Count the lines of the material below that contain the string "door" and reply with the number alone.

※

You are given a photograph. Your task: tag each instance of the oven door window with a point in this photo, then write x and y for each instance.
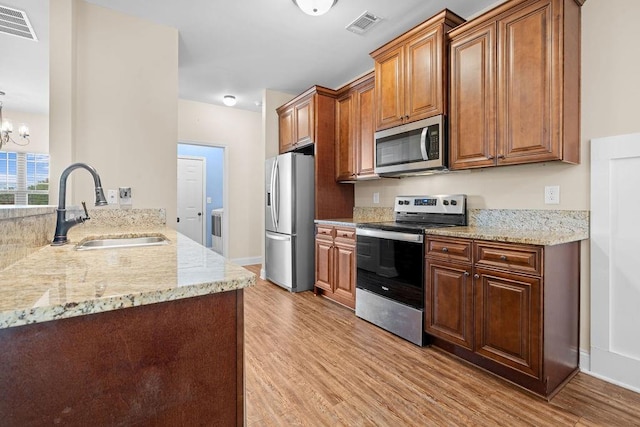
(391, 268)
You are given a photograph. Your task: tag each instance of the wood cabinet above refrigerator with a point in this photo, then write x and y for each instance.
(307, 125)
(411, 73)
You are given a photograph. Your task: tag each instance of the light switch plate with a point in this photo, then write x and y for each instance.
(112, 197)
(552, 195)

※

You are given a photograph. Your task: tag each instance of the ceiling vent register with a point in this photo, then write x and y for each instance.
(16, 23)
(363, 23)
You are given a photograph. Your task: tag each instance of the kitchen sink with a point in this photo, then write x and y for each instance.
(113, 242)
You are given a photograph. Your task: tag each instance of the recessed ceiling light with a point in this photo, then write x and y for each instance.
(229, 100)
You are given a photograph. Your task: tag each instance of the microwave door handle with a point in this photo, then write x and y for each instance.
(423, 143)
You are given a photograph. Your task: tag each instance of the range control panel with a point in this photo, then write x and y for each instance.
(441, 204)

※

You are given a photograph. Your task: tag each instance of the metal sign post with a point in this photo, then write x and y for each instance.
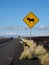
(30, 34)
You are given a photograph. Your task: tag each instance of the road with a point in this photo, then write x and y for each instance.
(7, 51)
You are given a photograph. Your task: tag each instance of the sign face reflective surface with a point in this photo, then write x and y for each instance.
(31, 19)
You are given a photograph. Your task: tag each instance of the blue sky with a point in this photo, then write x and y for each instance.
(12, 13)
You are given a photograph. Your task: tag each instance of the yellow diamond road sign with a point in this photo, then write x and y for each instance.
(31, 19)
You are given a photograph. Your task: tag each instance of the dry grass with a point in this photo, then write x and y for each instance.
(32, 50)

※

(Solution to this exercise):
2